**Problem description**
The material below contains a line with "of green tool" and a line with "of corn field.". Copy exactly those two lines and all lines between them.

**Data supplied**
# # # #

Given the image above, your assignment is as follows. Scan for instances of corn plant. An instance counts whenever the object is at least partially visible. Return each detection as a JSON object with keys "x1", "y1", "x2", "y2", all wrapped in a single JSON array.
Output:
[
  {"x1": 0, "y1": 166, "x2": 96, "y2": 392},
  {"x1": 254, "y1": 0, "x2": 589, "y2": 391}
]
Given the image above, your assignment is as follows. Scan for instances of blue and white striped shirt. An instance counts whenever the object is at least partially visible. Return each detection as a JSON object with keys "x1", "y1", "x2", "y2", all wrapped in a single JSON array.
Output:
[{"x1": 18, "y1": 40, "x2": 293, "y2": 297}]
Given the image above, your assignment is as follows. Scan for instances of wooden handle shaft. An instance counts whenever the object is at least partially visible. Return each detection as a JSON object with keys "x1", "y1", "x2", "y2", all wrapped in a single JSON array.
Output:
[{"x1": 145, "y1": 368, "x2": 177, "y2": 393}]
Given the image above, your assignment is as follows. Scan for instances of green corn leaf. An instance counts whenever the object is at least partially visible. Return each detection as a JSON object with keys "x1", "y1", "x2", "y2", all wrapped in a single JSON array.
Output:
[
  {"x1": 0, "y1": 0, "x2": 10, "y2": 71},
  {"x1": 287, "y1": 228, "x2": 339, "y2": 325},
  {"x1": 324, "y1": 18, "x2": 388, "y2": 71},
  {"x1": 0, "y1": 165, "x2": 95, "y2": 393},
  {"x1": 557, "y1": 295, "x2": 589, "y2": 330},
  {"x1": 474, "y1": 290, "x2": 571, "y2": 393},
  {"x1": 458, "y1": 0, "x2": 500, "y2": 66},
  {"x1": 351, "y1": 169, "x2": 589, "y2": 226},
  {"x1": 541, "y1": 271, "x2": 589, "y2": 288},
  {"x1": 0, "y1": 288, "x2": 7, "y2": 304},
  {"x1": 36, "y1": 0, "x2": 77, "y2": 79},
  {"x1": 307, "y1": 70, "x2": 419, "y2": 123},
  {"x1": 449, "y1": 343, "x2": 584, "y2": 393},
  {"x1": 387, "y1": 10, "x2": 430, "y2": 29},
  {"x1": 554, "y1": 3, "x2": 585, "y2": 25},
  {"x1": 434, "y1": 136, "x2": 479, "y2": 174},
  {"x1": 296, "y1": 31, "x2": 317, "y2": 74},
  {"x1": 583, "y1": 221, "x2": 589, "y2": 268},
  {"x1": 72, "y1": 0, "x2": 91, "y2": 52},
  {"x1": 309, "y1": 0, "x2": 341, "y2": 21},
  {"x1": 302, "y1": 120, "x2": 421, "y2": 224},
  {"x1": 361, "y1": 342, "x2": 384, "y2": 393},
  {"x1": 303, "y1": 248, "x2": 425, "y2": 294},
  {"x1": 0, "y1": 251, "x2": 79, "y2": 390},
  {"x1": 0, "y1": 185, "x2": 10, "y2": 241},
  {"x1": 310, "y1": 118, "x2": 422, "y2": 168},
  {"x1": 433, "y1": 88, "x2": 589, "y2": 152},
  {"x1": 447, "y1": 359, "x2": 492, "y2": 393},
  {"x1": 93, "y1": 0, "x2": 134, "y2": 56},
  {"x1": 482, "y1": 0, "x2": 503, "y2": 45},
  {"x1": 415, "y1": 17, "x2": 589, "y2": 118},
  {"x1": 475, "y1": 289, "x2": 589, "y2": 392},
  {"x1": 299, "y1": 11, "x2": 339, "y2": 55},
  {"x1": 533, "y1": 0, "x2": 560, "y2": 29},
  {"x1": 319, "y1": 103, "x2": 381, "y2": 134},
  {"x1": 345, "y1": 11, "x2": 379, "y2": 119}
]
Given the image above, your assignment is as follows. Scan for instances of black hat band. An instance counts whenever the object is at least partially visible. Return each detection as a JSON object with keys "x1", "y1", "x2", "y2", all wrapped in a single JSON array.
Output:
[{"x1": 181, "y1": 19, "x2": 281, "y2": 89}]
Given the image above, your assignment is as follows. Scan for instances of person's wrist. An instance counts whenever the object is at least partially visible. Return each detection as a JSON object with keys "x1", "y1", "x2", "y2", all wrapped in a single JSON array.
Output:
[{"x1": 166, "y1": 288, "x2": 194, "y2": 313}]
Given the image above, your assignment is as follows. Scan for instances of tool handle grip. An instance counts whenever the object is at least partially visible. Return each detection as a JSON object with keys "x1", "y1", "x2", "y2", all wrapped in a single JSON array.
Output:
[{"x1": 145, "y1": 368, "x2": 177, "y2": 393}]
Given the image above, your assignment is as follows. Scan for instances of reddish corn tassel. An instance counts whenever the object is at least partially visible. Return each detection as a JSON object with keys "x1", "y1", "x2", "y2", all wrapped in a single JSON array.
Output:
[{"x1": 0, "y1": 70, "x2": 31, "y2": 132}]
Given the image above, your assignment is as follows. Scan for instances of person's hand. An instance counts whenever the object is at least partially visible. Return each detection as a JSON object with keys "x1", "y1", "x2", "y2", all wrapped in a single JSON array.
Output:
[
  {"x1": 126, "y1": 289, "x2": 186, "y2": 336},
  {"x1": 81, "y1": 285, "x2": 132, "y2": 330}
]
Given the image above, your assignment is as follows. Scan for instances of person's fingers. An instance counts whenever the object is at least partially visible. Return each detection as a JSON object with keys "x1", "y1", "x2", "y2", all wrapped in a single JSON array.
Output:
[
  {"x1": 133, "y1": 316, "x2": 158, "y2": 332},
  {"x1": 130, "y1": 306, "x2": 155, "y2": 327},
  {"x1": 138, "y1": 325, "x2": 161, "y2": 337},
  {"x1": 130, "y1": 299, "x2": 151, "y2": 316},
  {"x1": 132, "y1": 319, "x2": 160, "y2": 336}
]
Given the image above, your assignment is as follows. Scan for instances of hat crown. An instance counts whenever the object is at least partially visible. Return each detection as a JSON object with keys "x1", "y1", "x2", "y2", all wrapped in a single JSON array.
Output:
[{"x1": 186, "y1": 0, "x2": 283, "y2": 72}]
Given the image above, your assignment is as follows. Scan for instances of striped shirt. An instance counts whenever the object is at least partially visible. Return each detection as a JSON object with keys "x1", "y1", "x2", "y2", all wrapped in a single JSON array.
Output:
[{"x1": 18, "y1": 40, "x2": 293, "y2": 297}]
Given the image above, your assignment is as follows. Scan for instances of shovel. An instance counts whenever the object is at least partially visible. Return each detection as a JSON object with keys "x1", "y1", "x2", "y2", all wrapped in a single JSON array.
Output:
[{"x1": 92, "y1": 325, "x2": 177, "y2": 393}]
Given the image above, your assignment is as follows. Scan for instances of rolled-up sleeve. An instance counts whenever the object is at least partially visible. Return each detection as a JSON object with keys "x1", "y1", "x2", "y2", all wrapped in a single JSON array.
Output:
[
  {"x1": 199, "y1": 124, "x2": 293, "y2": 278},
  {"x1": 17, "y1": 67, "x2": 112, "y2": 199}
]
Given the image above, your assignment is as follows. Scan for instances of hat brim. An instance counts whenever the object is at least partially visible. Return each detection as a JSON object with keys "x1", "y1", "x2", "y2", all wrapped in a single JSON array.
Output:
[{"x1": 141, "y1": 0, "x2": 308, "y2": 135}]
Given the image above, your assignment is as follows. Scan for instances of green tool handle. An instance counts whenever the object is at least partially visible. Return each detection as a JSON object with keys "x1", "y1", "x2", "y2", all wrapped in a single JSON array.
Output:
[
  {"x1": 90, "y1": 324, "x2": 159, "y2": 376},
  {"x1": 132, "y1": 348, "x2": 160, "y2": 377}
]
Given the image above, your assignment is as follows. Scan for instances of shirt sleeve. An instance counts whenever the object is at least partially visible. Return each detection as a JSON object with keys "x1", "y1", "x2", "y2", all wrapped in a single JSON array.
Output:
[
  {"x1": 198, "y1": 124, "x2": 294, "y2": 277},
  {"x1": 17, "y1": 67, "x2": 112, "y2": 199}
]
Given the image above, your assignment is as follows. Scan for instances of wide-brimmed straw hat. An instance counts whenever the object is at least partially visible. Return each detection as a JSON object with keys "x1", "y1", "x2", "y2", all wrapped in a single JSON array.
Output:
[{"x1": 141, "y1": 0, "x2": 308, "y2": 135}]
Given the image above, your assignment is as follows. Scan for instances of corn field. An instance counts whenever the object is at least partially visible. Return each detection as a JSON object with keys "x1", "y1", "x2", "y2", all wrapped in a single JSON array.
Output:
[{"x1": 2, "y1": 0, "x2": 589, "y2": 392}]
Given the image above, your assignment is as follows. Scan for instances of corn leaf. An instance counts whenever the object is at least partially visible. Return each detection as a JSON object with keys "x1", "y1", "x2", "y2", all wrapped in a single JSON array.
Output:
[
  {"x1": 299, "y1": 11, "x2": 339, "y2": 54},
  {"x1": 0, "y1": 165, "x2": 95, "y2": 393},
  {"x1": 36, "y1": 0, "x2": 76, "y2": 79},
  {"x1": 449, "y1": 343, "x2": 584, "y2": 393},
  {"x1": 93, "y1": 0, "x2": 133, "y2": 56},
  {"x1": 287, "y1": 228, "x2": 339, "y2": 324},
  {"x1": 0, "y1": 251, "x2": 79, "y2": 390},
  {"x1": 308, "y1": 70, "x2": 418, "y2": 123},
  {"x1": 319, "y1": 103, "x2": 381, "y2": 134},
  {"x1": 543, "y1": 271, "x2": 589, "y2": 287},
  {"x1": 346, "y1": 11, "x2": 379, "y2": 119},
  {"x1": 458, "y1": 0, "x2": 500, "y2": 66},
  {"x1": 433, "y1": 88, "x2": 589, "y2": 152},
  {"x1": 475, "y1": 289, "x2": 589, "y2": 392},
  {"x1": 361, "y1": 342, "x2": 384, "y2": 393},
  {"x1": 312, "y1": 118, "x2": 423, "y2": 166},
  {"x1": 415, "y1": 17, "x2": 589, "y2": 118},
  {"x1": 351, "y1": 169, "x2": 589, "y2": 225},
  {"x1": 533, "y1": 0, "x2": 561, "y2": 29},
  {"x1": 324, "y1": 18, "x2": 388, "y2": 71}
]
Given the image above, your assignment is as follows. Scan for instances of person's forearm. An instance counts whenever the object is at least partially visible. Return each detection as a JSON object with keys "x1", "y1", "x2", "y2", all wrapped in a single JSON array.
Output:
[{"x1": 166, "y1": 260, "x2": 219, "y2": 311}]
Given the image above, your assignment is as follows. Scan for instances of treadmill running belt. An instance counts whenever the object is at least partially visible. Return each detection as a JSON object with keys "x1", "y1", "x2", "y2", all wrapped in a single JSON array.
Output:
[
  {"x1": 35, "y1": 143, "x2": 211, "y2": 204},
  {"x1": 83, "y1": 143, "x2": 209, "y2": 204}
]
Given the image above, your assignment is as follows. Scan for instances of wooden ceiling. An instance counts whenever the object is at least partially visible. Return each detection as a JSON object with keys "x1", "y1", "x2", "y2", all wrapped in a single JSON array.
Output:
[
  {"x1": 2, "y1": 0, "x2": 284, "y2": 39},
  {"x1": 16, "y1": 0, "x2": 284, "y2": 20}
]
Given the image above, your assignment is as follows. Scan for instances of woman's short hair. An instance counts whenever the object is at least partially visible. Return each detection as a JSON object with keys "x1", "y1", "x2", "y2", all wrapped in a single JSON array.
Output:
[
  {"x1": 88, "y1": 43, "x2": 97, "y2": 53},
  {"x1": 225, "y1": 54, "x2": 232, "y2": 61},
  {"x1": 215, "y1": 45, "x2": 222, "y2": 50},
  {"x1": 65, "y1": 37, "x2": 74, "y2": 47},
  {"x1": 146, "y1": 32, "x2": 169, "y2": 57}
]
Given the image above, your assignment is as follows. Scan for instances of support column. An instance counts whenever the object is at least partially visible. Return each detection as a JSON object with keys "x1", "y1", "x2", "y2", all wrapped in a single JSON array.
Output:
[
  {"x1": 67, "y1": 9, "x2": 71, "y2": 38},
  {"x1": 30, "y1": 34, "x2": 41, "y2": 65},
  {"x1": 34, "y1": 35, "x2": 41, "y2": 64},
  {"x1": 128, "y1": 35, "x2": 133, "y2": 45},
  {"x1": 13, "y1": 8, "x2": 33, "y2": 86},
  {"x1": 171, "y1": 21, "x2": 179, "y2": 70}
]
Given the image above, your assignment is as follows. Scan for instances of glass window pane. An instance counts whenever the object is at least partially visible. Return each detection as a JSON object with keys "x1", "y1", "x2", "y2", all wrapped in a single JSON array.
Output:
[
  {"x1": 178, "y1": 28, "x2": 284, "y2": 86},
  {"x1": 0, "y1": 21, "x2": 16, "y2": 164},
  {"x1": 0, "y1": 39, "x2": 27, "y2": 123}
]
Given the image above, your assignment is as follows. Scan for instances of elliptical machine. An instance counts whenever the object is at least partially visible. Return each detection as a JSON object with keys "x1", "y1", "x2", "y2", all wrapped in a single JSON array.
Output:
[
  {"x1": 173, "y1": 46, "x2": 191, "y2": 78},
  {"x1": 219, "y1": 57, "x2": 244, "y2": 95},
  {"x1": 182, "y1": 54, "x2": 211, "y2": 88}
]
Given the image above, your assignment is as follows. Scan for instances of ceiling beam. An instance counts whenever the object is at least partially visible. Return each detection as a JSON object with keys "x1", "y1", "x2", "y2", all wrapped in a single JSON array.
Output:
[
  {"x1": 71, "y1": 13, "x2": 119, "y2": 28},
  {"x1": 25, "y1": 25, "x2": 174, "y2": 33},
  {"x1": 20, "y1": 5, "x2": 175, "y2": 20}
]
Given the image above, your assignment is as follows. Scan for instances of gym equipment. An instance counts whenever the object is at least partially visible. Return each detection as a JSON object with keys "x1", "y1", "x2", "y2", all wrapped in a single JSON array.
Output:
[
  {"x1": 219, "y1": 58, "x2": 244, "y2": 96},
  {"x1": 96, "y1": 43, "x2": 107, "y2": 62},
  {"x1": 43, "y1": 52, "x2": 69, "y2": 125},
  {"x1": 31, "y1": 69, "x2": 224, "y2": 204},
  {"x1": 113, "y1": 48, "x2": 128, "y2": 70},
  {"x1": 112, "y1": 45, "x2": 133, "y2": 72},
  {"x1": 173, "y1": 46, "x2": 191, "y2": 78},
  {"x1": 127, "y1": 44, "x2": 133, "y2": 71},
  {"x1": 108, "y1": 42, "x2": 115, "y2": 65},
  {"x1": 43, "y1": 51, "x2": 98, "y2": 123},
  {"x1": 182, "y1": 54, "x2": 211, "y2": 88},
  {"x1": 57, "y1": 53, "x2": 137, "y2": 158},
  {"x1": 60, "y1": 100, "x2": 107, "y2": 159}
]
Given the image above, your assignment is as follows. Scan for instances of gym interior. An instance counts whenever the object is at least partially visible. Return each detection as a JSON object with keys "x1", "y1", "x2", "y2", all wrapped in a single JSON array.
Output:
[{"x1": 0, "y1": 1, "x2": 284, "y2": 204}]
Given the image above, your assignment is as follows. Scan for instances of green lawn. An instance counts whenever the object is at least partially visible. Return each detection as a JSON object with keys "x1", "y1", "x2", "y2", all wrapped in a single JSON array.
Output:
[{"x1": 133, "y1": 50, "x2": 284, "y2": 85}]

# # # #

**Result**
Given the image above, your assignment is as follows. Scan for instances of green tool handle. An instance counts whenever the object is at least partially visible. Return each detection as a JSON object with keys "x1", "y1", "x2", "y2", all wrapped in a single JSON array.
Output:
[
  {"x1": 90, "y1": 324, "x2": 159, "y2": 376},
  {"x1": 132, "y1": 348, "x2": 160, "y2": 377}
]
Given the image above, your assignment is as follows. Scan for instances of shirt sleeve. An instance counts whenever the object is at least partially visible. Return each detection as a JSON object with keys "x1", "y1", "x2", "y2", all wrapped in a single JSON array.
Output:
[
  {"x1": 198, "y1": 124, "x2": 294, "y2": 277},
  {"x1": 17, "y1": 67, "x2": 112, "y2": 199}
]
Given the image above, your assignment is as follows. Scan for instances of wide-brimmed straw hat. An instance counts whenever the object is at least partially visible. Return each detection as a JSON object with keys "x1", "y1", "x2", "y2", all wrapped in a single JSON array.
Output:
[{"x1": 141, "y1": 0, "x2": 308, "y2": 135}]
Given the image above, your assignment is as follows. Scan for instances of corn field. An instance counts whenever the object is at least partially visible. Return each detection as a JSON object with keys "x1", "y1", "x2", "y2", all wrapped in a single JSON array.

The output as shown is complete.